What is required:
Give every line of the items below as a numbered list, skipping blank lines. Leave the pictures out of your answer.

Record extracts:
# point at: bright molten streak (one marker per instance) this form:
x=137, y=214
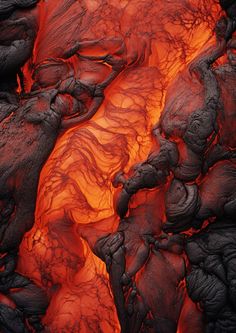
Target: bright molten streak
x=75, y=195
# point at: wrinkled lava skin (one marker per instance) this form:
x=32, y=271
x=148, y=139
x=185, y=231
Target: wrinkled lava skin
x=82, y=85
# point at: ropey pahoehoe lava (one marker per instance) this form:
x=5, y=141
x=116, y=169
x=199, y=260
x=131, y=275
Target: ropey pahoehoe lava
x=117, y=166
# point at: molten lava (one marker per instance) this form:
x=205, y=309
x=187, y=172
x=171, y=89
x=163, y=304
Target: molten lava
x=75, y=193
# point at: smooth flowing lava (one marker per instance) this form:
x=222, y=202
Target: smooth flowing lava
x=83, y=86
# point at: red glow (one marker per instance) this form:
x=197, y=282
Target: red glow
x=75, y=194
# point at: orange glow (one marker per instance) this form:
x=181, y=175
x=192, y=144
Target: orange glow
x=75, y=193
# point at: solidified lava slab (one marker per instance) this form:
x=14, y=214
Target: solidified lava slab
x=117, y=167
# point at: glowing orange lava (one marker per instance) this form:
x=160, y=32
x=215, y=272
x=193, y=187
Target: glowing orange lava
x=75, y=194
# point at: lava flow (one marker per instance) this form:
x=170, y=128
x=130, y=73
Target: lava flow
x=153, y=41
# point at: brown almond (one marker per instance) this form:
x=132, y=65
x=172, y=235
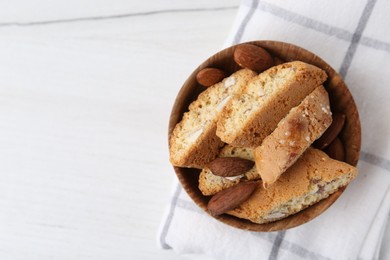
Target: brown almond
x=336, y=150
x=231, y=198
x=252, y=57
x=230, y=166
x=210, y=76
x=332, y=132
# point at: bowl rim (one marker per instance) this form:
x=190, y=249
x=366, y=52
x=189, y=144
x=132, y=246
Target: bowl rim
x=243, y=223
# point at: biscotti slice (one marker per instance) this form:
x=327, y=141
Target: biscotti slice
x=312, y=178
x=294, y=134
x=209, y=184
x=193, y=142
x=255, y=113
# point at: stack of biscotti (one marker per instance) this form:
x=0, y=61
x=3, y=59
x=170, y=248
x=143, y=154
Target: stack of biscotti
x=194, y=142
x=270, y=119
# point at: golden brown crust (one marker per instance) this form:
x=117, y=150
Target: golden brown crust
x=193, y=142
x=255, y=113
x=293, y=135
x=299, y=187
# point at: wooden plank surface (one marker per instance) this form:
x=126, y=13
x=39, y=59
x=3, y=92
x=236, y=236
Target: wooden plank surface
x=84, y=108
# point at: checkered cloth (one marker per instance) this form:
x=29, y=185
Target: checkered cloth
x=353, y=37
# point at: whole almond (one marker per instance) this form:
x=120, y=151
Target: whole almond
x=210, y=76
x=336, y=150
x=332, y=132
x=230, y=166
x=252, y=57
x=231, y=198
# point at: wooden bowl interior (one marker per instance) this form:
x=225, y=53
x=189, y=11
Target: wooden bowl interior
x=341, y=101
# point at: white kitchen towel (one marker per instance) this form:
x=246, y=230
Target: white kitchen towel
x=353, y=37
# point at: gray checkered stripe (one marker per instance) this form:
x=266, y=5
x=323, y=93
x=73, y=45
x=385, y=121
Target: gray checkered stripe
x=354, y=38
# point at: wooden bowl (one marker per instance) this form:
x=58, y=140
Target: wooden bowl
x=341, y=101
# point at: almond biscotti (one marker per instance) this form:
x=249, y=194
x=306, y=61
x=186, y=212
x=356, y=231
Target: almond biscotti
x=193, y=142
x=293, y=135
x=210, y=184
x=255, y=113
x=312, y=178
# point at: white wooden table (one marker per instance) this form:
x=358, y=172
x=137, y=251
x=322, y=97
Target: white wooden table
x=86, y=89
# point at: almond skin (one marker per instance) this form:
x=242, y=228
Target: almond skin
x=332, y=132
x=230, y=166
x=336, y=150
x=210, y=76
x=253, y=57
x=230, y=198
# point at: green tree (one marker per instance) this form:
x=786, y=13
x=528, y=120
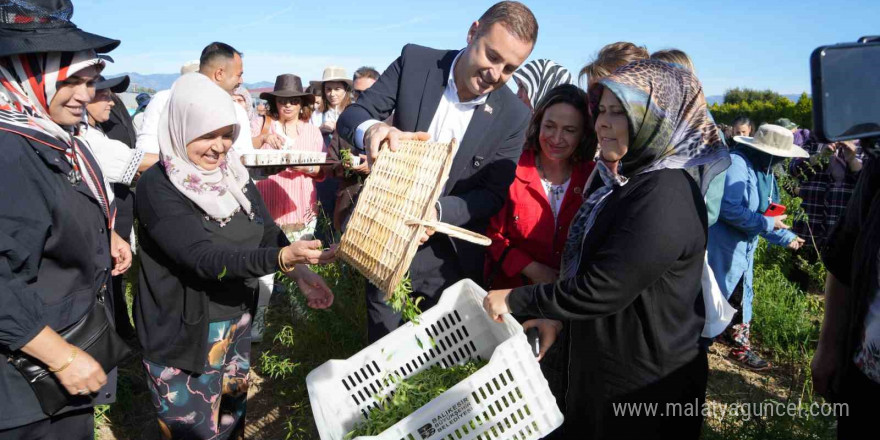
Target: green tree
x=737, y=95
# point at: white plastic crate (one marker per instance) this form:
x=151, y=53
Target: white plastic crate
x=507, y=399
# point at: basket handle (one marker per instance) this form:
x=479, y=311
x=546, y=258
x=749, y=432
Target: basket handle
x=453, y=231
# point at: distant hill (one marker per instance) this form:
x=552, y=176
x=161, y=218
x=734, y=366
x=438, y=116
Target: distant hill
x=720, y=98
x=163, y=81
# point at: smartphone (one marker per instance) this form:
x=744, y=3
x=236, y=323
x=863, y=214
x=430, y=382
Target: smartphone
x=774, y=210
x=846, y=90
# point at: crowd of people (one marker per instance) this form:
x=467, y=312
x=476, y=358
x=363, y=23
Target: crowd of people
x=624, y=221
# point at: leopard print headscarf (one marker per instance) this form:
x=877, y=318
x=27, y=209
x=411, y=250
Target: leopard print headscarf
x=669, y=122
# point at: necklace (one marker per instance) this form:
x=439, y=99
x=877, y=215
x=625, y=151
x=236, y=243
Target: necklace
x=555, y=193
x=295, y=128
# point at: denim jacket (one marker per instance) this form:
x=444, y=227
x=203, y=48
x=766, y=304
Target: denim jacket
x=733, y=239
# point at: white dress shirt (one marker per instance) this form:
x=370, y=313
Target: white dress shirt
x=450, y=120
x=148, y=136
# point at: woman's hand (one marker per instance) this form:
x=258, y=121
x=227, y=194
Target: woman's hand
x=273, y=141
x=362, y=168
x=548, y=331
x=307, y=170
x=540, y=273
x=314, y=288
x=83, y=376
x=778, y=222
x=307, y=252
x=120, y=250
x=328, y=127
x=495, y=304
x=80, y=373
x=428, y=232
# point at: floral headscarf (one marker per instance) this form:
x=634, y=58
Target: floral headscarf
x=198, y=106
x=669, y=128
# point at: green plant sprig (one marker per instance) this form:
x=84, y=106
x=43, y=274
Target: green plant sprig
x=411, y=394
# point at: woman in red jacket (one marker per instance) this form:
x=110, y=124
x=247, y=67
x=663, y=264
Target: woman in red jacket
x=529, y=232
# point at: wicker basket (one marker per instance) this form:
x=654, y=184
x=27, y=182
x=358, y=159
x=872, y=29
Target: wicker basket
x=381, y=238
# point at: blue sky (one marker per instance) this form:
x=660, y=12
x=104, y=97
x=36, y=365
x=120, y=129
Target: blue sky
x=757, y=44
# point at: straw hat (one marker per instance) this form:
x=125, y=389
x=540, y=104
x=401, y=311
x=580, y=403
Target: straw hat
x=773, y=140
x=336, y=73
x=288, y=85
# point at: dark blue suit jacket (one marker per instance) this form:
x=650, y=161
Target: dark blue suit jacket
x=484, y=166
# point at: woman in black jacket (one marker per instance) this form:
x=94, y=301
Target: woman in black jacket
x=56, y=218
x=205, y=234
x=630, y=274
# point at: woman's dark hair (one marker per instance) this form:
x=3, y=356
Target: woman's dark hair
x=346, y=100
x=305, y=110
x=742, y=120
x=575, y=97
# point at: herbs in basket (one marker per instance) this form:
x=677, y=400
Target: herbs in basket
x=411, y=394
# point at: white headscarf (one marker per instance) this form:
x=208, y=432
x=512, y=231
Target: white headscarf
x=198, y=106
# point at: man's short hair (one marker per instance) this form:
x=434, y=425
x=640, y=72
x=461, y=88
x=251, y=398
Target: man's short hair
x=365, y=72
x=215, y=51
x=516, y=17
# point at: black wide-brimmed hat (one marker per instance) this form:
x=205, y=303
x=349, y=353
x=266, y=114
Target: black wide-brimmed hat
x=288, y=85
x=35, y=26
x=116, y=85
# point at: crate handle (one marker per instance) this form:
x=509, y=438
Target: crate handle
x=453, y=231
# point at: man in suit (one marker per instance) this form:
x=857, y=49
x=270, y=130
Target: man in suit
x=439, y=95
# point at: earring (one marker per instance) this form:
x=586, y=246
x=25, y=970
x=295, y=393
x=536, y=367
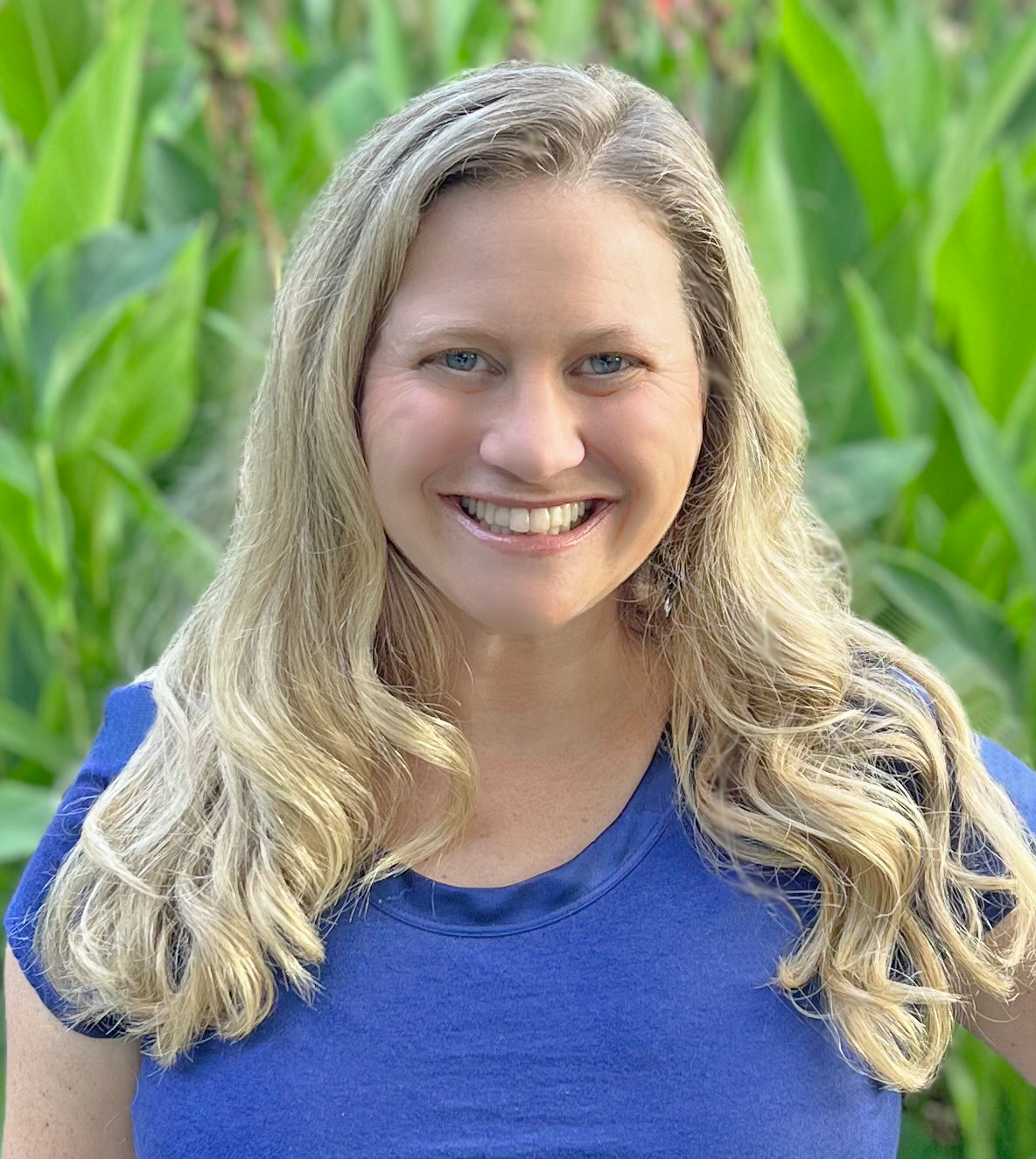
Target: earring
x=672, y=587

The solution:
1. # point at: bright molten streak (one marker per instance) this form:
2. x=137, y=214
3. Target: bright molten streak
4. x=75, y=195
5. # point at: wrinkled lava skin (one marker per instance) this form:
6. x=32, y=271
7. x=148, y=139
8. x=185, y=231
9. Target: wrinkled lava skin
10. x=82, y=85
11. # point at: ropey pahoehoe lava (one marker per instance) this form:
12. x=5, y=141
13. x=116, y=169
14. x=199, y=260
15. x=131, y=275
16. Target: ropey pahoehoe lava
17. x=117, y=166
18. # point at: molten lava (one marker per instance) this form:
19. x=205, y=309
20. x=187, y=172
21. x=171, y=89
22. x=163, y=304
23. Target: molten lava
24. x=75, y=193
25. # point at: smooth flowing lava (one marker per instance) this form:
26. x=222, y=202
27. Target: smooth flowing lava
28. x=83, y=86
29. # point at: red glow (one marker per instance) this form:
30. x=197, y=282
31. Target: red glow
32. x=75, y=194
33. # point at: orange glow (one marker per instance) this form:
34. x=181, y=175
35. x=192, y=144
36. Target: orange glow
37. x=75, y=193
38. # point at: solidified lava slab (one marker per instance) this form:
39. x=14, y=214
40. Target: solidified lava slab
41. x=117, y=167
42. # point at: glowing orange lava (one marker per instance) this form:
43. x=160, y=32
44. x=215, y=272
45. x=193, y=187
46. Target: glowing orange lava
47. x=75, y=194
48. # point at: lava flow (one marker per instance) this form:
49. x=170, y=128
50. x=130, y=73
51. Target: lava flow
52. x=153, y=41
53. # point at: brown almond (one marker per instance) this form:
54. x=132, y=65
55. x=172, y=235
56. Target: brown almond
57. x=336, y=150
58. x=231, y=198
59. x=252, y=57
60. x=230, y=166
61. x=210, y=76
62. x=332, y=132
63. # point at: bowl rim (one marker per instance) this form:
64. x=190, y=249
65. x=366, y=52
66. x=189, y=144
67. x=132, y=246
68. Target: bowl rim
69. x=243, y=223
70. # point at: biscotti slice (one marker per instance) this form:
71. x=327, y=141
72. Target: biscotti slice
73. x=312, y=178
74. x=294, y=134
75. x=209, y=184
76. x=193, y=142
77. x=255, y=113
78. # point at: stack of biscotti (one marker per instance) this form:
79. x=0, y=61
80. x=3, y=59
81. x=170, y=248
82. x=143, y=154
83. Target: stack of biscotti
84. x=194, y=142
85. x=270, y=119
86. # point at: golden brown crust (one marker per instance) this form:
87. x=117, y=150
88. Target: golden brown crust
89. x=193, y=142
90. x=255, y=113
91. x=293, y=135
92. x=299, y=187
93. # point at: wooden plank surface (one marker per instance) this form:
94. x=126, y=13
95. x=39, y=59
96. x=3, y=92
97. x=236, y=236
98. Target: wooden plank surface
99. x=84, y=108
100. # point at: checkered cloth (one marker per instance) this form:
101. x=29, y=185
102. Target: checkered cloth
103. x=353, y=37
104. # point at: whole almond (one marker per instance) this form:
105. x=120, y=151
106. Target: whole almond
107. x=210, y=76
108. x=336, y=150
109. x=332, y=132
110. x=230, y=166
111. x=252, y=57
112. x=231, y=198
113. # point at: wooden bowl interior (one marker per instance) this form:
114. x=225, y=53
115. x=189, y=11
116. Target: wooden bowl interior
117. x=341, y=101
118. # point at: white kitchen towel (one marker per instance) this form:
119. x=246, y=230
120. Target: white kitchen towel
121. x=353, y=37
122. # point at: gray checkered stripe (one marker per instance) this form:
123. x=266, y=5
124. x=323, y=93
125. x=73, y=45
126. x=385, y=121
127. Target: gray checkered stripe
128. x=354, y=38
129. # point at: wooden bowl (one marker per instance) this form:
130. x=58, y=140
131. Target: wooden bowl
132. x=341, y=101
133. # point at: almond biscotti (one marker per instance) this form:
134. x=249, y=194
135. x=306, y=61
136. x=186, y=212
137. x=356, y=231
138. Target: almond biscotti
139. x=193, y=142
140. x=293, y=135
141. x=210, y=184
142. x=255, y=113
143. x=312, y=178
144. # point at: white wooden table (one marker per instance) this form:
145. x=358, y=172
146. x=137, y=251
147. x=322, y=97
148. Target: white wooden table
149. x=86, y=89
150. # point at: almond skin (one marker per instance) this form:
151. x=242, y=228
152. Target: almond skin
153. x=332, y=132
154. x=230, y=166
155. x=336, y=150
156. x=210, y=76
157. x=253, y=57
158. x=230, y=198
159. # point at: green tree (one marker per instance) this form:
160. x=786, y=13
161. x=528, y=120
162. Target: green tree
163. x=737, y=95
164. # point at: white plastic crate (one marker per instance) this form:
165. x=151, y=53
166. Target: white plastic crate
167. x=507, y=399
168. # point at: basket handle (one marker per instance) this form:
169. x=479, y=311
170. x=546, y=258
171. x=749, y=432
172. Target: basket handle
173. x=453, y=231
174. # point at: distant hill (one marker per instance) this form:
175. x=552, y=176
176. x=161, y=218
177. x=734, y=366
178. x=438, y=116
179. Target: distant hill
180. x=720, y=98
181. x=163, y=81
182. # point at: smartphone (one marker per instance) this form:
183. x=744, y=3
184. x=236, y=323
185. x=863, y=214
186. x=430, y=382
187. Target: smartphone
188. x=774, y=210
189. x=846, y=90
190. # point at: crowd of people (one marker per instance) this form:
191. x=467, y=312
192. x=476, y=358
193. x=363, y=23
194. Target: crowd of people
195. x=624, y=221
196. # point at: leopard print headscarf (one marker per instance) this form:
197. x=877, y=318
198. x=27, y=209
199. x=411, y=250
200. Target: leopard print headscarf
201. x=669, y=122
202. # point at: necklace (one marker per instance) this form:
203. x=439, y=99
204. x=877, y=215
205. x=625, y=151
206. x=236, y=243
207. Target: necklace
208. x=555, y=193
209. x=295, y=128
210. # point at: denim jacket (one marker per instance) this form:
211. x=444, y=227
212. x=203, y=48
213. x=766, y=304
214. Target: denim jacket
215. x=733, y=239
216. # point at: white dress shirt (one marker per instance) this form:
217. x=370, y=313
218. Target: white dress shirt
219. x=450, y=120
220. x=148, y=136
221. # point at: woman's hand (one marker per instance) this form:
222. x=258, y=121
223. x=227, y=194
224. Target: woman's hand
225. x=273, y=141
226. x=362, y=168
227. x=548, y=331
228. x=307, y=170
229. x=540, y=273
230. x=314, y=288
231. x=83, y=376
232. x=778, y=222
233. x=307, y=252
234. x=120, y=250
235. x=328, y=127
236. x=495, y=304
237. x=80, y=373
238. x=428, y=232
239. # point at: floral headscarf (one marker per instance) this form:
240. x=634, y=58
241. Target: floral headscarf
242. x=198, y=106
243. x=669, y=128
244. # point at: green plant sprig (one marker per instance) this form:
245. x=84, y=106
246. x=43, y=274
247. Target: green plant sprig
248. x=411, y=394
249. # point at: woman in red jacket (one marker per instance) this form:
250. x=110, y=124
251. x=247, y=67
252. x=663, y=264
253. Target: woman in red jacket
254. x=529, y=232
255. # point at: wicker basket (one marker per instance) this form:
256. x=654, y=184
257. x=27, y=182
258. x=358, y=159
259. x=872, y=29
260. Target: wicker basket
261. x=381, y=238
262. # point at: blue sky (one marker per instance) this form:
263. x=660, y=12
264. x=104, y=97
265. x=36, y=365
266. x=120, y=129
267. Target: blue sky
268. x=757, y=44
269. # point at: straw hat (one marker per instance) this form:
270. x=125, y=389
271. x=540, y=104
272. x=401, y=311
273. x=580, y=403
274. Target: straw hat
275. x=773, y=140
276. x=336, y=73
277. x=288, y=85
278. # point at: dark blue suit jacket (one marker per instance) this form:
279. x=650, y=161
280. Target: dark blue suit jacket
281. x=484, y=166
282. # point at: woman in black jacket (one marker per instance) this form:
283. x=94, y=301
284. Target: woman in black jacket
285. x=56, y=218
286. x=205, y=234
287. x=630, y=274
288. # point at: woman's dark hair (one marker per instance) this form:
289. x=3, y=356
290. Target: woman's dark hair
291. x=346, y=100
292. x=305, y=110
293. x=742, y=120
294. x=575, y=97
295. # point at: herbs in basket (one marker per instance) this form:
296. x=677, y=400
297. Target: herbs in basket
298. x=411, y=394
299. # point at: white headscarf (one marker per instance) this form:
300. x=208, y=432
301. x=512, y=231
302. Target: white headscarf
303. x=198, y=106
304. # point at: man's short hair (one marker per instance) this form:
305. x=434, y=425
306. x=640, y=72
307. x=461, y=88
308. x=251, y=398
309. Target: man's short hair
310. x=365, y=72
311. x=215, y=51
312. x=516, y=17
313. # point at: black wide-brimmed hat (one marker per instance) this form:
314. x=205, y=303
315. x=349, y=353
316. x=266, y=114
317. Target: black wide-brimmed hat
318. x=288, y=85
319. x=35, y=26
320. x=116, y=85
321. # point at: crate handle (one marker per instance) this form:
322. x=509, y=438
323. Target: crate handle
324. x=453, y=231
325. # point at: man in suit (one marker per instance) this form:
326. x=857, y=49
327. x=270, y=130
328. Target: man in suit
329. x=439, y=95
330. # point at: earring (one marker per instance) this form:
331. x=586, y=246
332. x=25, y=970
333. x=295, y=393
334. x=536, y=367
335. Target: earring
336. x=672, y=587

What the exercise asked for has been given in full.